***** TASK INPUT *****

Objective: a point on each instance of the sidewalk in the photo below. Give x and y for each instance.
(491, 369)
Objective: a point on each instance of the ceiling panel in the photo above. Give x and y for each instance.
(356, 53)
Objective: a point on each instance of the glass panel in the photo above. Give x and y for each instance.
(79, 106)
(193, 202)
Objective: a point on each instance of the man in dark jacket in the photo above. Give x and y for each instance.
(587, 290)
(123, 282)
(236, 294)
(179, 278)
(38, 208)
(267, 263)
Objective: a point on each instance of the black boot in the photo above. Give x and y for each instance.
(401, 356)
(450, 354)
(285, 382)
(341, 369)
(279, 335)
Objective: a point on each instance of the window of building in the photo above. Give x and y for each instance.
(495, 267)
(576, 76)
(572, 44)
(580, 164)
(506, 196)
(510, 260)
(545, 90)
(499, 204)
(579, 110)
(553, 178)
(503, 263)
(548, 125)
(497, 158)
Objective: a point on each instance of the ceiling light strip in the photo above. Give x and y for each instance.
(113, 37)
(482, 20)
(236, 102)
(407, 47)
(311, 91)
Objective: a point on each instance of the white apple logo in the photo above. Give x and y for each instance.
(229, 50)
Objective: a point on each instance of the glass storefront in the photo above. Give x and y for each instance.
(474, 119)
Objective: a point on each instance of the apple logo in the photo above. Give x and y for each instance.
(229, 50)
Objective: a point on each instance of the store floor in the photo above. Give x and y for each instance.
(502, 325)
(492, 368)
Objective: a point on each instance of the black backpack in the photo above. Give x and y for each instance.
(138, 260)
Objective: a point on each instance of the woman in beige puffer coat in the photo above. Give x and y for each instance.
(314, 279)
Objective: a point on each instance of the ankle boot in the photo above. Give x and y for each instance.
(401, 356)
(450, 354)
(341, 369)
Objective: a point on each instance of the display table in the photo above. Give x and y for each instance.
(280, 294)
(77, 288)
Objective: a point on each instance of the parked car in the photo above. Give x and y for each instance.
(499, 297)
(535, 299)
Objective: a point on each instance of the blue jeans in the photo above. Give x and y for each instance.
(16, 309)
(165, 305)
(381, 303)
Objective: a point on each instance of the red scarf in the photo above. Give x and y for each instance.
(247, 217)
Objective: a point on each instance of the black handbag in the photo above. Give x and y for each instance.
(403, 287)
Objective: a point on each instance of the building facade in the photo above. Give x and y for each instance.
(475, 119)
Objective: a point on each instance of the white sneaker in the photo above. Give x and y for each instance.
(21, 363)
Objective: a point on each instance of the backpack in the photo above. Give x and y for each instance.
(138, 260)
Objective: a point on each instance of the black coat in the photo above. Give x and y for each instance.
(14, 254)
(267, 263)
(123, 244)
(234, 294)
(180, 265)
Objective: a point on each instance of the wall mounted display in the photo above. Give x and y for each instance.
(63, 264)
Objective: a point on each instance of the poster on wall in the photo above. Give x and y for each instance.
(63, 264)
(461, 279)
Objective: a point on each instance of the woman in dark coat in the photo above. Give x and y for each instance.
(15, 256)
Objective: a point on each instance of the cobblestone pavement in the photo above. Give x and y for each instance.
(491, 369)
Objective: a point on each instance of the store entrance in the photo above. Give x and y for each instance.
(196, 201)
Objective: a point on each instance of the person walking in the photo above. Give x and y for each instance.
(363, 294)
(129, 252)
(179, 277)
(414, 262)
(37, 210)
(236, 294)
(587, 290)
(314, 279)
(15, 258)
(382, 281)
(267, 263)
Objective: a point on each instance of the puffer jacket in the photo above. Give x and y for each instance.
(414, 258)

*****

EXERCISE DESCRIPTION: Everything in the data above should be set down again precisely.

ANSWER TO THIS EXERCISE:
Objective: a point on each instance of the sidewalk in the photo below. Give x and y for each instance.
(491, 369)
Objective: a point on each instance of the ceiling panel in the photo above. Give x and y for each instance.
(356, 53)
Objective: a point on each instance of the glass panel in the photo above. Give x and y for each instance.
(79, 106)
(193, 202)
Objective: a point on each instance of the man in dark jacket in the photo above. Give x and y for each instance.
(587, 290)
(123, 282)
(236, 294)
(179, 278)
(38, 208)
(267, 263)
Objective: a point on each instance of the black boot in the photo above. Give x and y for each instance.
(401, 356)
(450, 354)
(285, 382)
(341, 369)
(279, 335)
Objective: a point on each instance of the window of building in the photo above. Give x and y for each instance.
(495, 267)
(576, 76)
(572, 44)
(580, 164)
(506, 196)
(510, 260)
(545, 90)
(499, 204)
(579, 110)
(553, 178)
(503, 263)
(548, 125)
(497, 158)
Objective: a point on each instance of the ceiling light strip in the photo above. Give x and y for each instance.
(113, 37)
(482, 20)
(236, 102)
(407, 47)
(311, 91)
Objective: a point on each instance of the white apple logo in the photo above. Give x and y for each instance.
(229, 50)
Objective: a point on each instance of the glass storefront in the photo above. Give x and y for each instance.
(474, 119)
Objective: a point on each instance of the apple logo in the photo above. Give x and y for each instance.
(229, 50)
Objective: a point on each instance of the store floor in the photo above. Give x and y for each instance.
(502, 325)
(492, 368)
Objective: a point on each instance of the black backpack in the photo above. Give x and y for each instance.
(138, 260)
Objective: a point on each instance of the woman in beige puffer coat in the photo above. Give x and y for each instance.
(314, 279)
Objective: a point on each instance of the ankle boot in the photo above. Give x and y for each instance.
(401, 356)
(450, 354)
(341, 369)
Objective: a point on each instance of the display table in the photo above. Give x and y for each instance.
(280, 294)
(77, 288)
Objective: a point on each instance of the parked car in the photo above. Give x and y for each instance.
(499, 297)
(535, 299)
Objective: a point on each instance of the blue jeans in the photo above. Give x and y for each instance.
(16, 309)
(165, 305)
(381, 303)
Objective: a point on each instance of the red scarf in the photo above. Give x and y for each instance.
(247, 217)
Objective: a point on each instance of the black handbag in the photo above. Give x and y for each instance.
(403, 287)
Objective: a point on each instance of the building facade in the photo above. Give x and y for each instance.
(475, 119)
Objective: a point on each instance of the white sneaker in the photo above. Give x and y for each instance.
(21, 363)
Objective: a point on each instance of the backpack in the photo above. Give x and y for each instance.
(138, 260)
Objective: a point on each instance of the black coat in the photo above. Give x and y for each instance.
(14, 254)
(267, 263)
(123, 244)
(234, 294)
(180, 265)
Objective: a point on each instance of the wall mounted display in the photo above. Give x and y for each instance.
(63, 264)
Objective: a point on each instance of the poster on wall in the photo above. Give x and y for each instance.
(63, 264)
(461, 279)
Objective: a point on each instance of the woman in dark coat in the photo above. Give x and y for each instance.
(15, 256)
Objective: a point on each instance of the cobblestone pavement in the photo above. Give x and y for each instance.
(491, 369)
Objective: a point on each instance of the store entrance in the photo above. Give x and y for each instance.
(196, 201)
Objective: a point on each instance of the person walking in the photo above. Give x and y for each instance.
(363, 294)
(129, 252)
(179, 277)
(414, 262)
(37, 210)
(236, 294)
(587, 290)
(314, 279)
(15, 258)
(382, 281)
(267, 263)
Objective: a point on each instance of the puffer jacket in the photo above. Give x and y for each instance.
(414, 258)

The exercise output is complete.